▸ **Required work**
Go through the entries below and retype them exactly, omitting each picture.

▸ **Provided material**

________________________

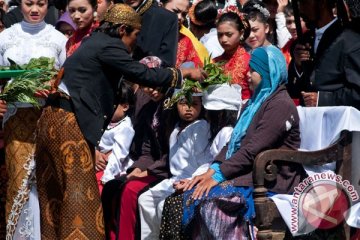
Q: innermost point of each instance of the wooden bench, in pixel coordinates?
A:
(268, 219)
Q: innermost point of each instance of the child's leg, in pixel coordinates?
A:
(128, 207)
(98, 180)
(148, 208)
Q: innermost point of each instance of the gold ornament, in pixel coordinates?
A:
(123, 14)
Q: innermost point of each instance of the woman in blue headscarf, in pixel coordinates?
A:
(218, 203)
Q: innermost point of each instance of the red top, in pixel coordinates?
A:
(75, 40)
(237, 66)
(186, 52)
(286, 51)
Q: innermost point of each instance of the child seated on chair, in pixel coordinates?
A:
(112, 158)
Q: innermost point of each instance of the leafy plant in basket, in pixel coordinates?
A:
(22, 88)
(215, 75)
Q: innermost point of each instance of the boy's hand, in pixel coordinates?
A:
(281, 5)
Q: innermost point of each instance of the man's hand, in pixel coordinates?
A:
(310, 98)
(301, 53)
(42, 94)
(3, 108)
(100, 161)
(180, 185)
(281, 5)
(194, 73)
(137, 173)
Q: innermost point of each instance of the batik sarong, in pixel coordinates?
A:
(19, 141)
(69, 198)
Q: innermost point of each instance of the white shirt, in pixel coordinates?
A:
(118, 140)
(319, 33)
(211, 43)
(189, 149)
(283, 34)
(23, 41)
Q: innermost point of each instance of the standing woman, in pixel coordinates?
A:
(31, 38)
(83, 13)
(233, 29)
(73, 123)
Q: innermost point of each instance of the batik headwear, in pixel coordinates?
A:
(354, 8)
(123, 14)
(192, 17)
(270, 82)
(203, 13)
(65, 17)
(234, 9)
(222, 97)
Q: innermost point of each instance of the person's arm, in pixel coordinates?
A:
(270, 129)
(119, 59)
(160, 167)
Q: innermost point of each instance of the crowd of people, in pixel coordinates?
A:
(103, 158)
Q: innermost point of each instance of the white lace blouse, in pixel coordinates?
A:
(23, 41)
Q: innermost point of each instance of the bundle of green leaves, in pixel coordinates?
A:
(215, 75)
(23, 87)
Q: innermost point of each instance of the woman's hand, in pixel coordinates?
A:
(3, 108)
(310, 98)
(136, 173)
(194, 73)
(281, 5)
(180, 185)
(203, 182)
(100, 161)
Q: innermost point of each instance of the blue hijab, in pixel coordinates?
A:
(270, 63)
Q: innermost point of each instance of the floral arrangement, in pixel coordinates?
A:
(215, 75)
(36, 77)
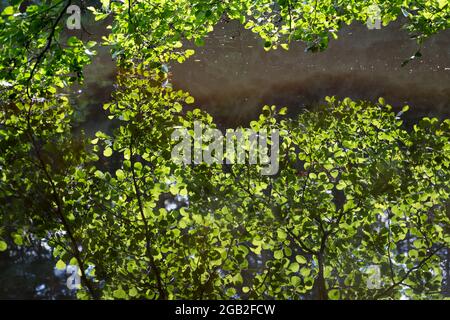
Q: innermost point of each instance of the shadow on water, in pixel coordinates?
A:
(232, 77)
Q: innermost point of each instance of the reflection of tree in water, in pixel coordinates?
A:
(29, 273)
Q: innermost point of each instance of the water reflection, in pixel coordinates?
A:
(232, 77)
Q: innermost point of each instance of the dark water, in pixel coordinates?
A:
(232, 77)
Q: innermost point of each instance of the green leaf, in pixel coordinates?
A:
(8, 11)
(278, 254)
(3, 246)
(107, 152)
(60, 265)
(120, 294)
(300, 259)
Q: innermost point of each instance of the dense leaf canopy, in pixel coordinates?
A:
(356, 188)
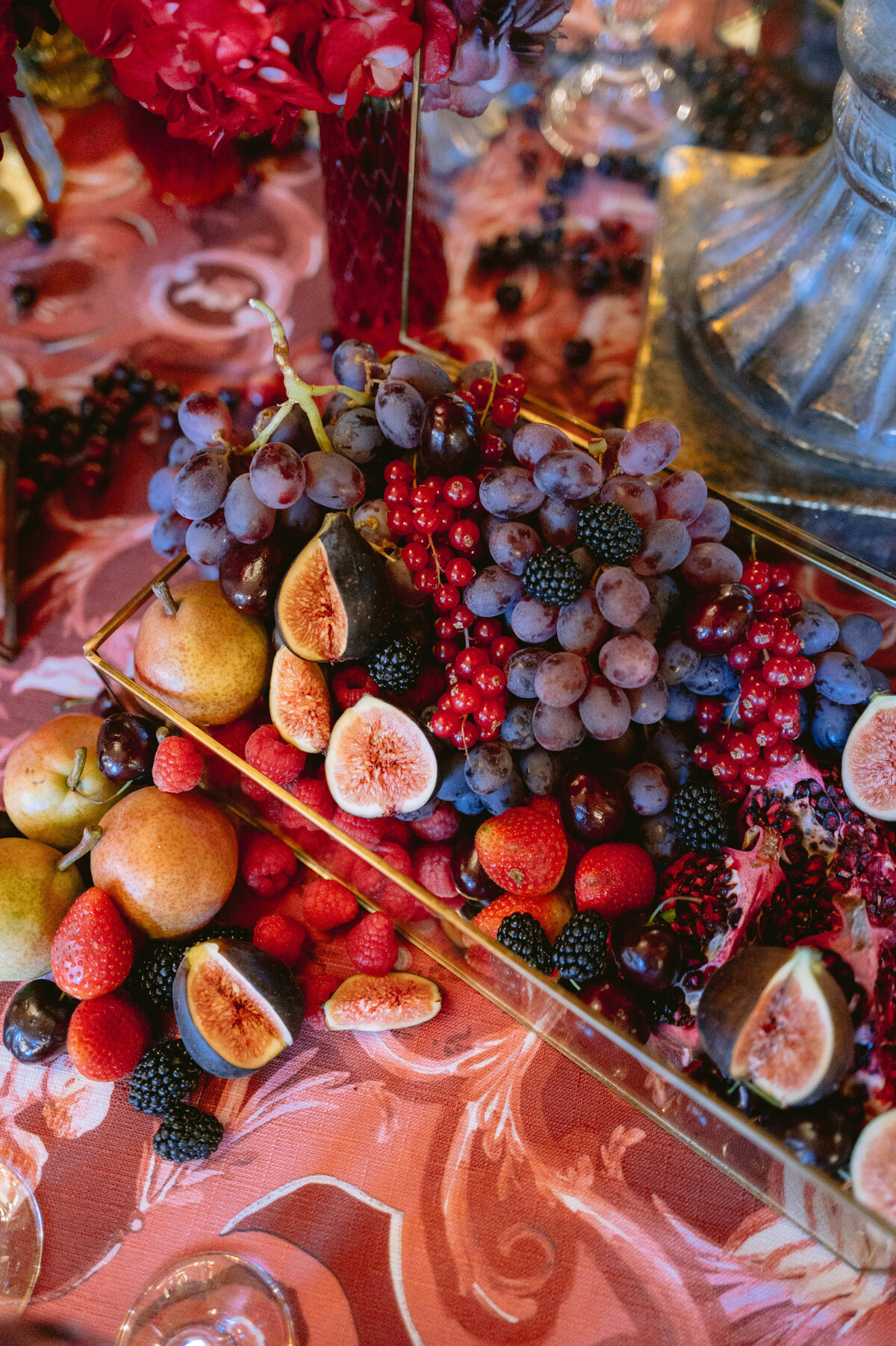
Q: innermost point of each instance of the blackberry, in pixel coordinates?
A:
(521, 933)
(553, 576)
(699, 816)
(154, 970)
(187, 1134)
(580, 950)
(396, 664)
(610, 533)
(162, 1077)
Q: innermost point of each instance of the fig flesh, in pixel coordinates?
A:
(777, 1019)
(869, 759)
(335, 601)
(874, 1166)
(237, 1007)
(299, 702)
(380, 761)
(376, 1004)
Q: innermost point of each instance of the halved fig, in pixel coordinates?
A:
(237, 1007)
(874, 1166)
(335, 601)
(777, 1019)
(869, 759)
(299, 702)
(374, 1004)
(380, 761)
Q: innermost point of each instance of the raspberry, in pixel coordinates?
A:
(314, 793)
(107, 1037)
(267, 864)
(318, 991)
(367, 831)
(279, 761)
(432, 868)
(329, 903)
(372, 944)
(176, 765)
(439, 826)
(279, 935)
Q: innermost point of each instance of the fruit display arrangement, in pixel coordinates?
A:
(113, 874)
(533, 677)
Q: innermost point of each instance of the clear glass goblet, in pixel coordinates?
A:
(20, 1243)
(210, 1299)
(622, 100)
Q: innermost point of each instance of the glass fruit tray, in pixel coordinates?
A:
(817, 1203)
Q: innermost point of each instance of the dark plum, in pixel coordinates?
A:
(37, 1022)
(125, 746)
(592, 808)
(713, 622)
(470, 878)
(615, 1003)
(651, 956)
(249, 575)
(449, 437)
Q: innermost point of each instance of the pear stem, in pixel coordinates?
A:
(166, 598)
(84, 847)
(73, 779)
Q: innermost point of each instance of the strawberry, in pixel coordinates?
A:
(523, 851)
(614, 878)
(107, 1037)
(550, 912)
(93, 948)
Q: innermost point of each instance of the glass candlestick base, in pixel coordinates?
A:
(210, 1299)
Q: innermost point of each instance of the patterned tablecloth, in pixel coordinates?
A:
(454, 1183)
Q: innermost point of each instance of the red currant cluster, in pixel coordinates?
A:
(500, 399)
(773, 673)
(475, 704)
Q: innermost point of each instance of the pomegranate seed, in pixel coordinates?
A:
(459, 491)
(464, 735)
(780, 754)
(446, 650)
(760, 635)
(755, 773)
(724, 767)
(777, 672)
(756, 576)
(743, 655)
(766, 734)
(502, 649)
(743, 747)
(444, 724)
(400, 520)
(427, 580)
(486, 630)
(802, 672)
(505, 411)
(491, 449)
(414, 556)
(513, 384)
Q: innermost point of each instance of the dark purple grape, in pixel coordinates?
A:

________________________

▸ **Reply to the exercise**
Q: innermost point of each instance of the wooden bench, in pixel coordinates?
A:
(268, 219)
Q: innermost point of each instance of the child's leg, in pixel coordinates?
A:
(128, 207)
(98, 180)
(148, 208)
Q: innermost point of each instance of the gold ornament, in pixel coordinates?
A:
(123, 14)
Q: innermost point of each instance of the woman in blue headscarf, in pixel coordinates?
A:
(218, 203)
Q: innermost point of each instance of the red top, in pixel coordinates?
A:
(75, 40)
(237, 66)
(186, 52)
(286, 51)
Q: innermost point of each instance of the child seated on chair, in pixel coordinates?
A:
(112, 158)
Q: innermost point of each instance of the leafy plant in basket, in pixel coordinates?
A:
(22, 88)
(215, 75)
Q: innermost point of each instance of the boy's hand, in pixel coordinates?
A:
(281, 5)
Q: innermost point of each instance of the man's hand, in pixel coordinates?
A:
(310, 98)
(301, 53)
(42, 94)
(3, 108)
(100, 161)
(180, 185)
(281, 5)
(194, 73)
(137, 173)
Q: innermost point of each instance of the batik sarong, in pixel coordinates?
A:
(19, 141)
(69, 198)
Q: innermost point of each instance of the white shirt, in pixel coordinates?
A:
(118, 140)
(319, 33)
(211, 43)
(189, 149)
(283, 34)
(23, 41)
Q: innermost point of each instance of the standing woman, in pixel coordinates?
A:
(31, 38)
(83, 13)
(233, 29)
(73, 123)
Q: innermost point of each instance of the batik headwear, in pixel coordinates?
A:
(354, 8)
(123, 14)
(192, 17)
(270, 82)
(203, 13)
(65, 17)
(234, 9)
(222, 97)
Q: innermost point of each instance of the person's arm, in pixel coordinates?
A:
(270, 129)
(119, 59)
(160, 167)
Q: innermost point of each instance of the crowd of people, in pixel coordinates?
A:
(103, 158)
Q: innermost point of each instance of the white lace blouse, in pixel coordinates?
A:
(23, 41)
Q: innermost point of each instance of the bundle of green leaves, in pixel coordinates?
A:
(215, 75)
(23, 87)
Q: innermost point of each instance of the woman's hand, in pixel coordinates?
A:
(3, 108)
(310, 98)
(136, 173)
(194, 73)
(281, 5)
(180, 185)
(203, 182)
(100, 161)
Q: innermost point of each instance of the blue hijab, in pixel coordinates?
A:
(270, 63)
Q: innermost point of each instance of the floral arrangement, in pixel coordinates?
A:
(215, 75)
(36, 77)
Q: innermost point of each instance of the shadow on water, in pixel coordinates?
A:
(232, 77)
Q: innermost point of each instance of the reflection of tree in water, in pixel coordinates?
A:
(29, 273)
Q: innermost point of each instance of the water reflection, in pixel coordinates?
A:
(232, 77)
Q: innermost point of each instance of the dark water, in pixel coordinates?
A:
(232, 77)
Q: innermost point of each instance of the green leaf, in pixel coordinates?
A:
(8, 11)
(278, 254)
(3, 246)
(107, 152)
(60, 265)
(120, 294)
(300, 259)
Q: innermost point of each instance of the dense leaf canopy, in pixel coordinates?
A:
(356, 188)
Q: innermost point of each instance of the blackberry, in pixel coordinates?
A:
(521, 933)
(553, 576)
(699, 816)
(154, 970)
(187, 1134)
(580, 950)
(396, 664)
(610, 533)
(162, 1077)
Q: innermost point of each instance of the fig flesh, in pixel coordinates?
A:
(777, 1019)
(869, 759)
(335, 601)
(874, 1166)
(237, 1007)
(299, 702)
(380, 761)
(376, 1004)
Q: innermost point of each instance of the halved fig, in pixel coordinates?
A:
(237, 1007)
(874, 1166)
(335, 601)
(777, 1019)
(869, 759)
(299, 702)
(374, 1004)
(380, 761)
Q: innermost point of each instance of the raspberry, in pixel coordinates?
A:
(314, 793)
(107, 1037)
(267, 864)
(318, 991)
(367, 831)
(279, 761)
(432, 868)
(329, 903)
(372, 944)
(176, 765)
(439, 826)
(279, 935)
Q: innermost point of each instance of the fruit display arrangement, in pixel coordinates?
A:
(113, 874)
(533, 677)
Q: innermost point of each instance of the clear glass goblet, in pixel coordinates?
A:
(20, 1243)
(210, 1299)
(622, 100)
Q: innermost point of each instance of the glass fruit tray, in pixel coordinates?
A:
(817, 1203)
Q: innermost point of each instance of the dark plum, in pixel coordinates?
A:
(37, 1022)
(125, 746)
(592, 808)
(713, 622)
(470, 878)
(615, 1003)
(651, 956)
(249, 575)
(449, 437)
Q: innermost point of each instance of the pear stem, in pixel coordinates?
A:
(166, 598)
(84, 847)
(73, 779)
Q: innermost point of each instance of the strawberry, in pixel coordinates?
A:
(523, 851)
(614, 878)
(107, 1037)
(550, 912)
(93, 948)
Q: innermost point of each instance of the glass candlestick base, in pixel coordinates?
A:
(210, 1299)
Q: innermost point of each instance of the patterned tablecloth, in pixel coordinates?
A:
(454, 1183)
Q: innermost point of each instance of the red currant cluster, in pixel coordinates?
A:
(500, 399)
(773, 673)
(475, 704)
Q: innermost point of each instance of the pomegranate seed, in pixel coordinates?
A:
(459, 491)
(464, 735)
(780, 754)
(446, 650)
(760, 635)
(755, 773)
(724, 767)
(777, 672)
(756, 576)
(743, 655)
(766, 734)
(502, 649)
(743, 747)
(444, 724)
(400, 520)
(427, 580)
(486, 630)
(802, 672)
(505, 411)
(491, 449)
(414, 556)
(513, 384)
Q: innermost point of each instance of the dark purple grape, in pixel coordinates?
A:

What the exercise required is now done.